─── Ausgewählter Textauszug ───
Work-Life-Balance ist besser möglich
Ein weiteres Klischee bejaht Wegelin jedoch. Im Gegensatz zur oft angespannten Hektik und der fiebrigen Atmosphäre in Restaurantküchen bis spät in die Nachtstunden, zeichnen sich Heimküchen durch eingespielte Abläufe, gute Planbarkeit und entspannte Atmosphäre aus, mit Arbeitseinsätzen, die noch vor 18 Uhr zu Ende sind. «Das Klischee stimmt und hat auch Folgen», meint Wegelin, denn: «Soziale Arbeitszeiten und Verträglichkeit veranlassen viele Köche der Spitzengastronomie dazu, die Stelle eines Küchenchefs in Heim- oder Spitalküchen zu ergattern.» Und dann geben sie hier ihr grosses Know-how an die Lernenden weiter.
«Soziale Arbeitszeiten und Verträglichkeit veranlassen viele Köche der Spitzengastronomie, die Stelle eines Küchenchefs in Heim- oder Spitalküchen zu ergattern. Und dann geben sie hier ihr grosses Know-how an die Lernenden weiter.» Lorenz Wegelin, Gesamtleiter Hotellerie und stellvertretender Geschäftsleiter von Domicil Lentulus
So ist es schon Wegelin ergangen. Er stand als Lernender in der Küche des Inselspitals und wurde dort von einem Küchenchef gefördert, der der Familie zuliebe den Herd des Spitzenrestaurants verlassen hatte. Und so gewann Wegelin vor 20 Jahren die Schweizer Meisterschaft an der ersten Austragung des Gusto-Kochwettbewerbs. Auch Wegelin hat die hohe Kunst der Spitzengastronomie unter anderen im Berner Restaurant «Schöngrün» gepflegt, bevor er aus obigem Grund zur Heimküche wechselte. Was Wegelin für die Heimküche betont und auch von Gusto-Teilnehmenden bestätigt wird, betrifft die marktfrische Zubereitung des verarbeiteten Gemüses, das möglichst regional eingekauft wird; einzelne Ausnahmen sind Grünerbsen und Spinat aus der Gefriertruhe.
Von Kindsbeinen an am Herd
Ob aber eine Ausbildung von zwei oder drei Jahren schon genügt, um es an die Spitze der Schweizer Meisterschaft zu bringen? Wohl kaum, jedoch ebnen die Heimküchen den Boden dazu. An den Lebensläufen von Céline Grossmann und Nicolas Imholz lässt sich nämlich erkennen, dass sie, beginnend am familiären Herd, bereits über eine nahezu zehnjährige Ausbildung verfügen. Und das Soziogramm der beiden sowie jenes von Noah Ernst zeigt, dass ihre Eltern – insbesondere die Väter bei Grossmann und Ernst – sie von Kindsbeinen an am Herd mitkochen liessen und ihnen dabei ihre Leidenschaft einimpften. «Mein Vater hat eine Mega- Passion fürs Kochen, und so stehen in unserer Küche auch professionelle Sous-vide-Gargeräte», sagt Grossmann. Und: «Wir beide haben zusammen immer gekocht, und am Samstag standen wir an den Ständen des Bärner Märits, wo ich Gemüse nach Lust und Laune einkaufen konnte.» Von ihrer Mutter, welche die erste Frau im Service des Starkochs Philippe Rochat in Crissier war, erhielt sie volle Unterstützung. Bei Noah Ernst war es auch der Vater, der ihn für die Küche begeisterte, und bei Nicolas Imholz war es die Mutter, die ihn mit acht Jahren an den Herd holte. Mit Erfolg, wie Nicolas erklärt: «In der Oberstufe habe ich mit 12 Jahren angefangen, das Mittagessen für die Familie zu kochen.» Stand das Menü auf dem Tisch, rief er seine Eltern an, die den Dorfladen Isenthal führen.
─── Vorliegende Daten ───
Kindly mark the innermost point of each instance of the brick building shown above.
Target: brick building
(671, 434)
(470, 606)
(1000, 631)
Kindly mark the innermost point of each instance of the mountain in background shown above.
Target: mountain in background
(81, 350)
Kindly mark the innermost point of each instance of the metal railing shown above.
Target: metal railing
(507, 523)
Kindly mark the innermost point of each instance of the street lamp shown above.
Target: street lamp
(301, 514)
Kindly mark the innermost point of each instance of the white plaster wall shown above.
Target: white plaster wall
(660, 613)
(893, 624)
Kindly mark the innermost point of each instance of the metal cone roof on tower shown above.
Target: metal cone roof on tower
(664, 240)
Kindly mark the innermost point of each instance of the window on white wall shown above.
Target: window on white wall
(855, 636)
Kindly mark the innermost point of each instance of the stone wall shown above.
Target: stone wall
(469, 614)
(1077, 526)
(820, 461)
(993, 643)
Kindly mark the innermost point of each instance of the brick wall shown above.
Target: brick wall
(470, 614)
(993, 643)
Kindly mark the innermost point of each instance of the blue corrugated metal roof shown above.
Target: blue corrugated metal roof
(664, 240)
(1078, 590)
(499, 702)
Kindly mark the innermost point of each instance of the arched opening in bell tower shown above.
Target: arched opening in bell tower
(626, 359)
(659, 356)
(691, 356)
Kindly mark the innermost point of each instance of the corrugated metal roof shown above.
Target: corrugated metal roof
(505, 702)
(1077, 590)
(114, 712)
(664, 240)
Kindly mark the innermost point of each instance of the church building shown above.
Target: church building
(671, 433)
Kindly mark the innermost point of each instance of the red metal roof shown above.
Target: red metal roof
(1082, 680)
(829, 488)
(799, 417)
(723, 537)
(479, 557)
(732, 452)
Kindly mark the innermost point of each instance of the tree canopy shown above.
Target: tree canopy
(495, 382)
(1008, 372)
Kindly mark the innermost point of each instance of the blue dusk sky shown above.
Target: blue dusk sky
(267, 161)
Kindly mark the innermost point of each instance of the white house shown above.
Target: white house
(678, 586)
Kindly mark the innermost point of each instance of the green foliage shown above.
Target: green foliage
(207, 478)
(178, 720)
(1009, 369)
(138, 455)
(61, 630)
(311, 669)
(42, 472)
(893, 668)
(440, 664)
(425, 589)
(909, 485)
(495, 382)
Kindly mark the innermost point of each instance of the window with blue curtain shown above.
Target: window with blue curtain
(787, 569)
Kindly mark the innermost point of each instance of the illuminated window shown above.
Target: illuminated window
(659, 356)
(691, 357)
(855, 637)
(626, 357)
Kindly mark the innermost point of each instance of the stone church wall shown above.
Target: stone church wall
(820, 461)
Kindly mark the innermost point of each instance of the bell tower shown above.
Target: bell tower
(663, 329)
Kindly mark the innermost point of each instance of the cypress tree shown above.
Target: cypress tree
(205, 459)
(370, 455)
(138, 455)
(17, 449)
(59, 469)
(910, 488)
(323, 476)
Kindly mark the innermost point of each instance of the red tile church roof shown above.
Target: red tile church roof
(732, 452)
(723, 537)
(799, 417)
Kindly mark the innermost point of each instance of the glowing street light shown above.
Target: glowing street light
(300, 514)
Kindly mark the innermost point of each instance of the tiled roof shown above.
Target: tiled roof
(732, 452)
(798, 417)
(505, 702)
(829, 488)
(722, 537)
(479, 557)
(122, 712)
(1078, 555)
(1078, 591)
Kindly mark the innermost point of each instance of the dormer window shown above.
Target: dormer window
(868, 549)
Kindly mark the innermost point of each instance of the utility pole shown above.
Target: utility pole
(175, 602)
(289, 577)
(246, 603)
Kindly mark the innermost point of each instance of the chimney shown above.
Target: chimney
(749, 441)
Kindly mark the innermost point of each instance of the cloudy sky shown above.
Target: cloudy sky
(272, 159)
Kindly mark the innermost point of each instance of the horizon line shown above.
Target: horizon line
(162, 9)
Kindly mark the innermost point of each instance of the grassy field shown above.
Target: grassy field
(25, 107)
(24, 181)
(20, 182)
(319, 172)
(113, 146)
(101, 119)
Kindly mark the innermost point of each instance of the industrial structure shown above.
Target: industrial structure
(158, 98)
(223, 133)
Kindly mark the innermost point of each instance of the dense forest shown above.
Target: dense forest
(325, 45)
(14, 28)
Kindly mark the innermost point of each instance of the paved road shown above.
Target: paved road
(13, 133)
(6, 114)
───
In welchem Alter begann Nicolas Imholz laut dem Textauszug über Heimküchen, das Mittagessen für die Familie zu kochen?

Mit 12 Jahren, in der Oberstufe.